↓

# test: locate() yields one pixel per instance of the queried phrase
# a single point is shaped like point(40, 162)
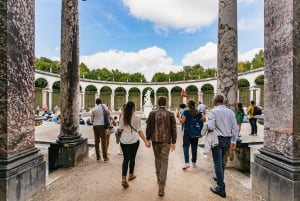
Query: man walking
point(161, 130)
point(222, 121)
point(252, 120)
point(97, 120)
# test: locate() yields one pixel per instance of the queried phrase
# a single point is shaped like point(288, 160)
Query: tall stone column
point(112, 100)
point(22, 167)
point(70, 148)
point(276, 169)
point(227, 75)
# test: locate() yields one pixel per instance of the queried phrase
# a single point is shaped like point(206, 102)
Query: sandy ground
point(99, 181)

↑

TASK PROMPT:
For this task, give the full listing again verbatim and keep out every picture.

ANSWER BOX:
# test: locate() yields one pixel per instance of the queried phrase
# a single point is shaped like point(40, 162)
Query: man walking
point(161, 130)
point(222, 121)
point(252, 120)
point(97, 120)
# test: locate() yields one pixel per instance of the queried phrase
# a single point is shaped like point(288, 160)
Query: tall stone column
point(112, 100)
point(22, 167)
point(70, 148)
point(276, 169)
point(227, 75)
# test: locate() yields one pixel per instance of the queried phrase
# a single point is shaped like point(206, 102)
Query: sandy ground
point(99, 181)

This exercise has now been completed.